#### REQUIRED ACTION
Copy the lines below that contain "railway".

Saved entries
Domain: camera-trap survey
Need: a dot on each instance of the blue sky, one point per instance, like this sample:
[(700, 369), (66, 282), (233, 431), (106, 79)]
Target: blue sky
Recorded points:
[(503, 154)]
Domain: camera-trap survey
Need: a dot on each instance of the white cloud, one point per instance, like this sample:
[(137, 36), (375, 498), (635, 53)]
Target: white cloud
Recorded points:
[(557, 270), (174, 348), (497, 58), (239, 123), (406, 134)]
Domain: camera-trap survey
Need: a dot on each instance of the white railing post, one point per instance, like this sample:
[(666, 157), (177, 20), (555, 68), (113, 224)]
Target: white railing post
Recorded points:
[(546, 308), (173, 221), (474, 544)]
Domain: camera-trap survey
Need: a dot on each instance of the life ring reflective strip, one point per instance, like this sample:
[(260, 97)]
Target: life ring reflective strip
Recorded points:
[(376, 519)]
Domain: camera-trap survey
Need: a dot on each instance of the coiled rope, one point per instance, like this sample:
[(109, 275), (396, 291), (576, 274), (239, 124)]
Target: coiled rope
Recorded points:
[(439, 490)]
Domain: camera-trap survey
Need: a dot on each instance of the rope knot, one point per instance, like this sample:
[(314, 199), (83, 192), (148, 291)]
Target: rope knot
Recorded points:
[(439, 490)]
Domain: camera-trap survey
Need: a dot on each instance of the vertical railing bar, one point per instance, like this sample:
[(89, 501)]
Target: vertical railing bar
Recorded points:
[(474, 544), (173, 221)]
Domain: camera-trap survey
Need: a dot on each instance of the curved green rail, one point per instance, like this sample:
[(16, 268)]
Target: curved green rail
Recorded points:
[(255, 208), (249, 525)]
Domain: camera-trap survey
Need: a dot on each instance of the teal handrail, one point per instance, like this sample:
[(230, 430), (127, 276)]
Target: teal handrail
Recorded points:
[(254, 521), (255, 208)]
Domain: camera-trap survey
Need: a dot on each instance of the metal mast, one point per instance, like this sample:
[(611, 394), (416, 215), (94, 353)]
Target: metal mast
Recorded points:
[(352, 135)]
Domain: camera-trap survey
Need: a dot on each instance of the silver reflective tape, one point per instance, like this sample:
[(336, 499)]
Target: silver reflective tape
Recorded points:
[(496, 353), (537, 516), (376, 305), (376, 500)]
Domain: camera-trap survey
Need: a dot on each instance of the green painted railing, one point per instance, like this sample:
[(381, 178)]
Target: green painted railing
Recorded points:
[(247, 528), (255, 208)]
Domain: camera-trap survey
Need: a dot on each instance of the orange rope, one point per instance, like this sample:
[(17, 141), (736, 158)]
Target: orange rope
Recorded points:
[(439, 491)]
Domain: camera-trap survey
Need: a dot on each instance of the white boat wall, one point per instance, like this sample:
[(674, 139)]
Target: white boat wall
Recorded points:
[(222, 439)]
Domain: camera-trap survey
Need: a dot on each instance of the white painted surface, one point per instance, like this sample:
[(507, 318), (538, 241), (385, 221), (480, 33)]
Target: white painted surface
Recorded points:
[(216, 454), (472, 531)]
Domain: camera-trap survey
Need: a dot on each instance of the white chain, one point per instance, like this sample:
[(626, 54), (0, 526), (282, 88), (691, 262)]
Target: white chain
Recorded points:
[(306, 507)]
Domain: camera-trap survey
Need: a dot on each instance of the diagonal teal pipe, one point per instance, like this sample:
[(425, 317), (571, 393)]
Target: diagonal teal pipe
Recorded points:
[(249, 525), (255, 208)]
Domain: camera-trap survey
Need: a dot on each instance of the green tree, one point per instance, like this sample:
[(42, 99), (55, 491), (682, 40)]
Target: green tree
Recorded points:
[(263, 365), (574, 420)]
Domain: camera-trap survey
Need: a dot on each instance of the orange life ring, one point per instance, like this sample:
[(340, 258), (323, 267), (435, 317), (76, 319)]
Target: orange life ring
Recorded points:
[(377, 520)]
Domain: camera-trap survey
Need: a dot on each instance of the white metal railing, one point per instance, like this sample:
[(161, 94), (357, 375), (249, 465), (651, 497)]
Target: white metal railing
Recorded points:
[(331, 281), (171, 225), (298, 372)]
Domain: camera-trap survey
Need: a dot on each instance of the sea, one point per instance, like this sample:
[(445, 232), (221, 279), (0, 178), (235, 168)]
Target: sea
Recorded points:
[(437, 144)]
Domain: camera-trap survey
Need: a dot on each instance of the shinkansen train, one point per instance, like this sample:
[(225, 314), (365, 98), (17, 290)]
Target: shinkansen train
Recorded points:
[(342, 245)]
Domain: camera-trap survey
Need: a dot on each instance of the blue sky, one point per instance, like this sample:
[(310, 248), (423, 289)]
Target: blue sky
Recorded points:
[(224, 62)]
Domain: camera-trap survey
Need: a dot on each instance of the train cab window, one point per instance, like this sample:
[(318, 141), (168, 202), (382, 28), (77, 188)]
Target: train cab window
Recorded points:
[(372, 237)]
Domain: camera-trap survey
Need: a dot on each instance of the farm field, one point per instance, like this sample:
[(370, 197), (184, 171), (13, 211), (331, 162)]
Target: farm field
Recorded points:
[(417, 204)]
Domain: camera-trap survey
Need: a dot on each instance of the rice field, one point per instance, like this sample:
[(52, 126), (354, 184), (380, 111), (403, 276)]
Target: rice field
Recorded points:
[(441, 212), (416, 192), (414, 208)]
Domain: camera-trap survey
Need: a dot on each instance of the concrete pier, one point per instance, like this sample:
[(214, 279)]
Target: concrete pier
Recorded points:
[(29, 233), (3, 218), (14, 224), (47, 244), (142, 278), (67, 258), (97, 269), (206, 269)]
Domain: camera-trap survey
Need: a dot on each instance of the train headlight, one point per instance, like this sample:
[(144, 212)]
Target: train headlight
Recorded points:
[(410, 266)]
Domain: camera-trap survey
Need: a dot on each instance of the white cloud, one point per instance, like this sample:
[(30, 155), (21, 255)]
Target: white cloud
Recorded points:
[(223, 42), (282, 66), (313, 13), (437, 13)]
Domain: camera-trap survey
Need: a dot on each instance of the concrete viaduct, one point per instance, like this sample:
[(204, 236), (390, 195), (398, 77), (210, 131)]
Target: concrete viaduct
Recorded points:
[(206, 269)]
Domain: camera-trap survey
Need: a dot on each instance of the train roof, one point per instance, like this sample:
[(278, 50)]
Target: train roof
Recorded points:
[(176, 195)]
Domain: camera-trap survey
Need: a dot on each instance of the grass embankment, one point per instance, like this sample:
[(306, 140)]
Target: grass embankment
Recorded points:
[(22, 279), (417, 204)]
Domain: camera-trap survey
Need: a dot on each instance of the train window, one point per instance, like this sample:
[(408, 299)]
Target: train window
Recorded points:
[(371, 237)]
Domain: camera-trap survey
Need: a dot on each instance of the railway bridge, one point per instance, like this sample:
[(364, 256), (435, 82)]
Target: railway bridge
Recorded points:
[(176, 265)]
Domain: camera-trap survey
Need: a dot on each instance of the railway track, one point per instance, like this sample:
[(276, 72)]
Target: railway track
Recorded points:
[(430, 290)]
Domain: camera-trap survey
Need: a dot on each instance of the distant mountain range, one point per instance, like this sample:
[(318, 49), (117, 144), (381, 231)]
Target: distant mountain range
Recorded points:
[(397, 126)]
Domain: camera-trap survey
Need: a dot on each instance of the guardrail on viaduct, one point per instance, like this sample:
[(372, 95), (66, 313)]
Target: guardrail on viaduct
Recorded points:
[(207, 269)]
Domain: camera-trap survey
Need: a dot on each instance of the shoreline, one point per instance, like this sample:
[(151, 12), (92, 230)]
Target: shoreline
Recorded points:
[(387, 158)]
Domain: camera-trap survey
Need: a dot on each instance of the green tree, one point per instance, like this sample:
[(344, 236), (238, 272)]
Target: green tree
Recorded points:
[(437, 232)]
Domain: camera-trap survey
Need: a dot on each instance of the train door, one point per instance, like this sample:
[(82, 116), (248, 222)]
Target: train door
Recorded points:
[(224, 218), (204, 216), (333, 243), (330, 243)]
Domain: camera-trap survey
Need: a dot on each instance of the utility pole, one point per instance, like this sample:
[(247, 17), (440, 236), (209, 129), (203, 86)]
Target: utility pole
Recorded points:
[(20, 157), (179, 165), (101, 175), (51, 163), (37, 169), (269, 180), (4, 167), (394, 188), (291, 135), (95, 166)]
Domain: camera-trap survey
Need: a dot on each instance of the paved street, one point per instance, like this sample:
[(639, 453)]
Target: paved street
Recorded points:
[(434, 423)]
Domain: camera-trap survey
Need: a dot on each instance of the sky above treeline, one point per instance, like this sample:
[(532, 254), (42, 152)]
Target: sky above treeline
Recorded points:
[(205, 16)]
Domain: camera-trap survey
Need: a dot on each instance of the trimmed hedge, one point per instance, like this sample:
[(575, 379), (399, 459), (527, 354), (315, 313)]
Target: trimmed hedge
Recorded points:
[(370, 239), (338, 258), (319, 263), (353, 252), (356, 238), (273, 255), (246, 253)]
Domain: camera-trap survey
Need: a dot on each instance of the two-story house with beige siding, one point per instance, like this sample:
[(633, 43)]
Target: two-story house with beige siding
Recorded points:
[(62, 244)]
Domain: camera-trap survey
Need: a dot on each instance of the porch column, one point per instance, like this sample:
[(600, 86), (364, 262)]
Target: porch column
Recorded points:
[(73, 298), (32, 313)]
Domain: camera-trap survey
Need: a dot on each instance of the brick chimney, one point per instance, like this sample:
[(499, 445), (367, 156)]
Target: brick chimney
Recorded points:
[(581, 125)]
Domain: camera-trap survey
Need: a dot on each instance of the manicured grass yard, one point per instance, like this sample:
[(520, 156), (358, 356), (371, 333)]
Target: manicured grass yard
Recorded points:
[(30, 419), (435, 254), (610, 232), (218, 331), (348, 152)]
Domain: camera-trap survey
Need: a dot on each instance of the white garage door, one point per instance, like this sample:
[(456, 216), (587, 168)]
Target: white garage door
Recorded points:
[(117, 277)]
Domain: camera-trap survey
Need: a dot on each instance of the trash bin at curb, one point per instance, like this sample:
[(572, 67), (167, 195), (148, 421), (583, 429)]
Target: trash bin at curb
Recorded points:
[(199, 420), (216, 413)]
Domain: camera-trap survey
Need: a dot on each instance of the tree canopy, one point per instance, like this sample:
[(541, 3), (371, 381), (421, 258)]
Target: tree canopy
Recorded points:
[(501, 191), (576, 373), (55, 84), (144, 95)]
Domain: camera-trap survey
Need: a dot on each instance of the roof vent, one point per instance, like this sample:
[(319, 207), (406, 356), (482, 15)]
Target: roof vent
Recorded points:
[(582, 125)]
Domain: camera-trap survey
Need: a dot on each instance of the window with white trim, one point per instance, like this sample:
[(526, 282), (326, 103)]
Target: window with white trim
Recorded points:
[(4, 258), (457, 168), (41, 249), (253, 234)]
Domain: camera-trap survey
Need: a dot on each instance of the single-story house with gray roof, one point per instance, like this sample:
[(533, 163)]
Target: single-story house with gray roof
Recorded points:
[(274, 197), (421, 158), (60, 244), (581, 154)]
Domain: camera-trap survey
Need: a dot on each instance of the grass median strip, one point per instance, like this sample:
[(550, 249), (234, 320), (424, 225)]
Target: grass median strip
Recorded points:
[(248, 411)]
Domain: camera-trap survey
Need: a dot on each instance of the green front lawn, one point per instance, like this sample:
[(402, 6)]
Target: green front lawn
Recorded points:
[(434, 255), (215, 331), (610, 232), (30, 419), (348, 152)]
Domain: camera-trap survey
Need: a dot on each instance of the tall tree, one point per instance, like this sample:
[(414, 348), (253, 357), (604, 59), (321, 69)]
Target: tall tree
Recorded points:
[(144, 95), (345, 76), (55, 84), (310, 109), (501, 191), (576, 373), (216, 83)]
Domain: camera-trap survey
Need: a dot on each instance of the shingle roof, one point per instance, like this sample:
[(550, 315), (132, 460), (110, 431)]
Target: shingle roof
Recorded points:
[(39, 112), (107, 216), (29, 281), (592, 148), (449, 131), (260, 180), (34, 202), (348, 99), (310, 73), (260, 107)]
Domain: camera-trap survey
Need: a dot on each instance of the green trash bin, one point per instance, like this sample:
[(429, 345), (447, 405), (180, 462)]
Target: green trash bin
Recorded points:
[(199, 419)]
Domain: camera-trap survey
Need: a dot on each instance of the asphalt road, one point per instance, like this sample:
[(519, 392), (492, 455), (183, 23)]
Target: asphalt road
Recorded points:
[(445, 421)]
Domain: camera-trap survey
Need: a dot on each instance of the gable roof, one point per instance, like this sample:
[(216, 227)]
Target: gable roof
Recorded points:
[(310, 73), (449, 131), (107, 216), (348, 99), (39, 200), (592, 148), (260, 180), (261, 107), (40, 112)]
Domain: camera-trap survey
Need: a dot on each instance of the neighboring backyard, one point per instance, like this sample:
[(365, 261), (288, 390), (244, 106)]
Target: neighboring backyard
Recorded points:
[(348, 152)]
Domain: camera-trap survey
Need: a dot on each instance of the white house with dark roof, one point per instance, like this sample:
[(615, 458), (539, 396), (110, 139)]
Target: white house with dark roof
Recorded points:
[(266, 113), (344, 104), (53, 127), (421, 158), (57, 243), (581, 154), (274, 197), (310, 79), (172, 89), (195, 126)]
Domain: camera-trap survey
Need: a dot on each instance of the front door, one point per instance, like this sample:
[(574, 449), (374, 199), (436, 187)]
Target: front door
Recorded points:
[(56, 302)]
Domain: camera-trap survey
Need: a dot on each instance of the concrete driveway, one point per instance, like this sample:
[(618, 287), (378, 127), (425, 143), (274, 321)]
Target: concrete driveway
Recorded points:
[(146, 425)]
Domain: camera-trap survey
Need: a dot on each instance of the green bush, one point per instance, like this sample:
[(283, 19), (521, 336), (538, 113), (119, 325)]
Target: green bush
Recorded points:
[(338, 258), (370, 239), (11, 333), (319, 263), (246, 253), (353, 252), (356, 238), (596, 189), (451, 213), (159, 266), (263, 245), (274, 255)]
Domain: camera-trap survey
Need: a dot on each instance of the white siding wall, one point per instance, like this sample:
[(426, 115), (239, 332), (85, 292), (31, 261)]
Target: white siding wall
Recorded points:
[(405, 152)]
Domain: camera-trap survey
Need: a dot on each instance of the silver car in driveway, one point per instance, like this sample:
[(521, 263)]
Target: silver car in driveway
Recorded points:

#### RESPONSE BOX
Need: a dot on each instance of the railway bridge, one point per instance, like this sample:
Target: railway bridge
Need: a dot on each instance of the railway track, one point per instance, like this sample:
Target: railway track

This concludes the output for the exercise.